### Фрагмент источника

Для значительной части вузов страны стал характерным тренд на омоложение НПР, заданный приоритетами государственной политики. В результате нередко вузы «освобождаются» от опытных и ресурсных специалистов (часто пенсионного возраста), в том числе обладающих учеными степенями и научными званиями, высоким уровнем символического капитала. Происходит замена их молодыми людьми с не очень понятной мотивацией и неясными перспективами в академической среде.

Особенно остро стоит в университетах проблема среднего поколения. Увлекшись процессом снижения удельного веса представителей старшей возрастной группы и увеличения удельного веса молодых НПР, управленческий персонал выпустил из вида наиболее продуктивную группу специалистов – их среднее поколение. Как показали исследования, в ряде вузов активизируется уход из академической среды группы НПР среднего возраста, сохраняющей свою конкурентоспособность как в академической, так и неакадемической среде [Сотникова, 2018: 115–116]. Профессиональное выгорание и усталость среднего поколения, низкая зарплата, недостаточное внимание к его проблемам и нуждам негативно влияют на отношение НПР к творчеству, на их мотивацию и профессиональную активность. Мы не против естественного процесса увеличения молодых НПР и сокращения их старшей возрастной группы, но нельзя согласиться с жесткими мерами навязывания управлением вузов таких решений.

### Задания
1. Перескажите кратко в виде списка абзац фрагмента источника, начинающийся словами «Особенно остро стоит», и сохраните его основные факты.
2. Продолжите фрагмент источника о возрастном составе научно-педагогических работников вузов, начав сразу после его последнего предложения.

### Исходные материалы
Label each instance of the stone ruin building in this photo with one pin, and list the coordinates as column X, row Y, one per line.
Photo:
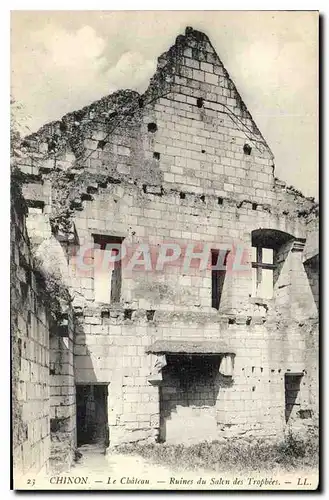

### Ответы ниже
1.
- В университетах остро стоит проблема среднего поколения НПР.
- Сокращая долю старшей возрастной группы и наращивая долю молодых НПР, управленческий персонал упустил из вида наиболее продуктивную группу, то есть среднее поколение.
- Согласно исследованиям [Сотникова, 2018: 115–116], в ряде вузов усиливается уход из академической среды НПР среднего возраста, которые конкурентоспособны как в академической, так и в неакадемической среде.
- Профессиональное выгорание, усталость, низкая зарплата и недостаточное внимание к проблемам среднего поколения подрывают отношение НПР к творчеству, их мотивацию и профессиональную активность.
- Естественное увеличение доли молодых НПР и сокращение старшей группы допустимы, но жесткое навязывание таких решений управлением вузов неприемлемо.

2.
Рассматривая структуру НПР по признаку пола, отметим, что среди них женщин больше, чем мужчин. В усредненном виде их соотношение выступает как 60% против 40%. По самым последним данным, оно выглядит как 57,9% против 42,1% 4. Однако представляет значительный интерес соотношение между полами в связи с занимаемыми должностями. Меньше 50% женщин находятся на должностях деканов, зав. кафедрами, профессоров, директоров институтов (среди ректоров и проректоров женщин всего 15–20% [Кузьминов, Юдкевич, 2021: 538–539]), больше 50% – на должностях доцентов, старших преподавателей, преподавателей, ассистентов. Следует также отметить общее снижение численности женщин среди НПР: только за три учебных года их число сократилось на 6%, или на 8,5 тыс. человек (со 139 868 до 131 442) [Индикаторы образования…, 2021: 316].

Говоря о распределении НПР по стажу работы, необходимо отметить большую долю тех, кто проработал в системе высшей школы от 15 до 20 лет (таких 14,1% среди общего количества НПР) и свыше 20 лет (60%) 5. В сумме обе группы составляют 3/4 от общего числа НПР, что также свидетельствует о значительном старении этой общности.

Процесс сокращения общей численности НПР не обошел стороной докторов и кандидатов наук, профессоров и доцентов. За последние три учебных года число докторов наук, и так небольшое для 700 вузов страны, сократилось до 35 тыс., число кандидатов наук до 131 тыс. Соответственно, сократилось число и профессоров (до 21 тыс.), и доцентов (до 83 тыс.). Сегодня среди НПР в вузах удельный вес докторов наук составляет 15,1%, кандидатов наук – 56,7%, профессоров – 9,2%, доцентов – 35,7% 6.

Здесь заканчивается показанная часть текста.